*Short problem:* Retype every one of the records below, keeping each word, number, and punctuation mark unchanged.

*Records for processing:*

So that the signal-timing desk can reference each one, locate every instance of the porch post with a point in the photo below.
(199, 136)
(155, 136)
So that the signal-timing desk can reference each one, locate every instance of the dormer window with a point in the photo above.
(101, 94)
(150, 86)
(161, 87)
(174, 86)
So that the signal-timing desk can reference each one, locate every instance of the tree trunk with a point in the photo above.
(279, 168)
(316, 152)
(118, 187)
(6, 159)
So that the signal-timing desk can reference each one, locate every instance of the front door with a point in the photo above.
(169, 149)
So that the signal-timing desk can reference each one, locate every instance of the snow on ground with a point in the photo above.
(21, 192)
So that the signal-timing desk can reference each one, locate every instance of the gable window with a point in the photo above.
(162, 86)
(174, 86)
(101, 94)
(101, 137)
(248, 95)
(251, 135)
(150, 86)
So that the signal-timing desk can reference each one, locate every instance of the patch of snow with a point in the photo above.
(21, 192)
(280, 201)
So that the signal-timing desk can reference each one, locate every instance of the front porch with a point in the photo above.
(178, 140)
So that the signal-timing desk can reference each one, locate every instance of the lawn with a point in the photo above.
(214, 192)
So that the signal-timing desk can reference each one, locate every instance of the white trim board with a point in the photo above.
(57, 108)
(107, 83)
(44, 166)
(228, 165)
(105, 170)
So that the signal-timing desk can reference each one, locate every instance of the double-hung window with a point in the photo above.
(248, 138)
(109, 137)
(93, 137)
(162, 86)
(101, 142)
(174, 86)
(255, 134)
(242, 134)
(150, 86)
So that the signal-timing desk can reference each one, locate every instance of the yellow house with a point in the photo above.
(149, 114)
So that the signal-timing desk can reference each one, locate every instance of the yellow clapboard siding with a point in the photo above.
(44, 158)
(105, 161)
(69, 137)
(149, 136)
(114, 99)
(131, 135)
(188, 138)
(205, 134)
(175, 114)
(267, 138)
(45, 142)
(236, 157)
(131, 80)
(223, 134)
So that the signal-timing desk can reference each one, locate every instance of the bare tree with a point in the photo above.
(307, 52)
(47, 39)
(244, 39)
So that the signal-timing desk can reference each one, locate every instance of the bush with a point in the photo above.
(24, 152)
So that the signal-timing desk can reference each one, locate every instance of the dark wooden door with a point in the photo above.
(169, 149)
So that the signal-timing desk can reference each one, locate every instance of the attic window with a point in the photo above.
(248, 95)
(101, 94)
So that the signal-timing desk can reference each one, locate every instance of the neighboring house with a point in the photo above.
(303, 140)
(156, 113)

*Exercise response:*
So that the signal-timing desk can reference each one, locate every instance of the porch post with a point in the photo below.
(199, 136)
(155, 136)
So that the signal-timing desk can reference each one, locate every instance of the dormer window with a point in the photo above.
(101, 94)
(150, 86)
(161, 87)
(174, 86)
So that the signal-timing desk can reference each one, locate every instance of the tree trunk with a point in the photo above.
(279, 168)
(316, 152)
(118, 187)
(6, 159)
So that the signal-timing desk can reference each one, locate every instance of the front door with a point in the photo above.
(169, 149)
So that the signal-timing desk can reference each one, locate every instance of the snow on ground with a point in the photo above.
(21, 192)
So that the signal-timing desk can reference each one, locate every instance of the gable window with a point in the photo above.
(162, 86)
(174, 86)
(101, 94)
(101, 137)
(248, 95)
(251, 135)
(150, 86)
So that the signal-timing desk can reference each one, locate every instance of the patch of snow with a point in the photo above.
(21, 192)
(280, 201)
So that the signal-timing desk can reference each one, locate every instance of the front porch with a point in the photo above.
(178, 140)
So that the signal-timing desk can reference each one, locate every instance of the lawn with a point in the photo above.
(214, 192)
So that the signal-timing desk can reference each one, locate every instance of the white trim board with a point in the photo above.
(57, 108)
(107, 83)
(44, 166)
(228, 165)
(105, 170)
So that the signal-timing desk can reference each one, locate every instance of the double-hung window with a point in the photo above.
(248, 138)
(109, 137)
(93, 137)
(162, 86)
(101, 142)
(174, 86)
(255, 134)
(242, 134)
(150, 86)
So that the signal-timing desk can reference each one, locate every instance of the yellow house with a point in the photo above.
(149, 114)
So that the signal-timing desk can reference each one, locate every instance of the yellow clapboard siding with a point in the photo above.
(44, 158)
(105, 161)
(69, 137)
(149, 136)
(114, 99)
(131, 135)
(188, 138)
(205, 134)
(175, 114)
(267, 138)
(45, 142)
(236, 157)
(131, 80)
(223, 134)
So that the signal-timing desk can reference each one, locate every instance of the bare tree with a point in the photo above.
(307, 52)
(47, 39)
(244, 39)
So that the signal-timing desk can reference each one, locate every instance of the bush with a point in the photo above.
(24, 152)
So that the signal-timing desk can reference each one, locate every instance of the dark wooden door with a point in the photo above.
(169, 149)
So that the signal-timing desk can reference each one, locate every instance of the attic window with a point in the photo above.
(248, 95)
(101, 94)
So that the signal-timing desk can reference each one, locate every instance of the neighboring house with a point in the photo above.
(303, 140)
(156, 113)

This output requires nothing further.